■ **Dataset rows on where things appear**
= = = =
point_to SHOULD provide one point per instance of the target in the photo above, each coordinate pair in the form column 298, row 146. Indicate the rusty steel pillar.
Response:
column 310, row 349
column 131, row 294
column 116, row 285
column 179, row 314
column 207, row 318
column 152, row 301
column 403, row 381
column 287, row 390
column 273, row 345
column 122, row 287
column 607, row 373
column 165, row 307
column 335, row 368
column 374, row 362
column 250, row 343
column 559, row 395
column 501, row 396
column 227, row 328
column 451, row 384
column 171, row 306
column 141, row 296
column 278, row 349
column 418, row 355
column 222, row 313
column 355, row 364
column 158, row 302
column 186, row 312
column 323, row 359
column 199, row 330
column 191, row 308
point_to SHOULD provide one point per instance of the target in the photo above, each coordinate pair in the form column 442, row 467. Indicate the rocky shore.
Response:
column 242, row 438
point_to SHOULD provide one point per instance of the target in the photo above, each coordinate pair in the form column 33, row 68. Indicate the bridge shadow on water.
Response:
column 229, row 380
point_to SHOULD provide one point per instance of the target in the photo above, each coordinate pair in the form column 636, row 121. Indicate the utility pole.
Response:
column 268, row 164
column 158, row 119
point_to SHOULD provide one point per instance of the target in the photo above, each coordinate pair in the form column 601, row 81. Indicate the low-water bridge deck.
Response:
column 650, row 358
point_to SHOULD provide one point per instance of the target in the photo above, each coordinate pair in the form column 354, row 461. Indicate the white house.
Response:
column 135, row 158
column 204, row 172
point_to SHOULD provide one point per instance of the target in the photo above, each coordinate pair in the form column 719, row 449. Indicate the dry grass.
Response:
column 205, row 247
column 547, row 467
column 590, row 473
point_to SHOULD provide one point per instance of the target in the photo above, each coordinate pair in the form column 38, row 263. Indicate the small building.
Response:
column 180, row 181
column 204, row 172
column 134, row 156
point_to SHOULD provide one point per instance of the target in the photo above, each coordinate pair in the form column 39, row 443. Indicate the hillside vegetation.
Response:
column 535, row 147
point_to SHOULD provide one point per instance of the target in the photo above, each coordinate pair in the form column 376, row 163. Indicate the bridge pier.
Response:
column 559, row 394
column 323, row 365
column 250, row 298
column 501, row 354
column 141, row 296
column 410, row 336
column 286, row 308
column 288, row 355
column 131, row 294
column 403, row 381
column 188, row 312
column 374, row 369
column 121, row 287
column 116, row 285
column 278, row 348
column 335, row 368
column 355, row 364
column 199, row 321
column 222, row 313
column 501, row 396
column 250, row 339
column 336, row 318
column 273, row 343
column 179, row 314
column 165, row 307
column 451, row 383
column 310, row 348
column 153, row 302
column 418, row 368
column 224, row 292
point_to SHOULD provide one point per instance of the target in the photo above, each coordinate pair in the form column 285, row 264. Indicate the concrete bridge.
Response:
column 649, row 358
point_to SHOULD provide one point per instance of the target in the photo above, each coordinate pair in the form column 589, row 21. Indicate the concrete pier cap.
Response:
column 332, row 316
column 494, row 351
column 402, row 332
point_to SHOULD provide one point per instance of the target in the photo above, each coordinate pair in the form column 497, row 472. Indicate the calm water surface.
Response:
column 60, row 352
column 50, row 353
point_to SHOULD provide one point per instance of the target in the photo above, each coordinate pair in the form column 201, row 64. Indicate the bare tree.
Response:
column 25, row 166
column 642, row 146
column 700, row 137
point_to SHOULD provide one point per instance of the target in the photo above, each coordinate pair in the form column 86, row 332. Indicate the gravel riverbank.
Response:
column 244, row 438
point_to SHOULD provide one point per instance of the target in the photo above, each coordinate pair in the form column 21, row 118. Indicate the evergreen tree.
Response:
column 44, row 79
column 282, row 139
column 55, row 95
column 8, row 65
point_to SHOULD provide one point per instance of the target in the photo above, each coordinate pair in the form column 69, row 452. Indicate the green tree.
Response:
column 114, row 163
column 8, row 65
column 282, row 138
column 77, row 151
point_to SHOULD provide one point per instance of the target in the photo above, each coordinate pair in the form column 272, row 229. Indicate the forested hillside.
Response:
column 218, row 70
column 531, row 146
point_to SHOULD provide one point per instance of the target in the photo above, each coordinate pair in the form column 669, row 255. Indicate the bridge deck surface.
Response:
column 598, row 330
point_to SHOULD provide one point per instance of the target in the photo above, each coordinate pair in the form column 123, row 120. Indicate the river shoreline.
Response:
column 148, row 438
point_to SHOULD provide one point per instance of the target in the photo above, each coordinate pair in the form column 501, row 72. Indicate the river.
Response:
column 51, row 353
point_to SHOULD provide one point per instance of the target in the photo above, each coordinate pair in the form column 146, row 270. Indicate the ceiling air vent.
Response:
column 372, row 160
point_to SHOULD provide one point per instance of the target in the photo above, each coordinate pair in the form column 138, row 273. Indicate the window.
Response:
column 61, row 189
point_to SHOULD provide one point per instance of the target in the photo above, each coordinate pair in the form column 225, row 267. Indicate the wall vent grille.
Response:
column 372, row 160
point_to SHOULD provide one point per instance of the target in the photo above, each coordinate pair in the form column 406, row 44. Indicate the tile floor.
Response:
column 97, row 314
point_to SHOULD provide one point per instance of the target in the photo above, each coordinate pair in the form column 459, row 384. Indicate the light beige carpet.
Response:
= = = =
■ **EXERCISE GOAL**
Copy the lines running from the one with "the small building." to the one with "column 535, row 147", keeping both of those lines and changing nothing.

■ **EXERCISE SOLUTION**
point_to SHOULD provide one point per instance of the target in the photo above, each coordinate pair in the form column 38, row 263. Indicate the small building.
Response:
column 180, row 181
column 204, row 172
column 134, row 156
point_to SHOULD provide one point per instance of the target in the photo above, each coordinate pair in the form column 39, row 443. Indicate the hillside vegetation.
Response:
column 535, row 147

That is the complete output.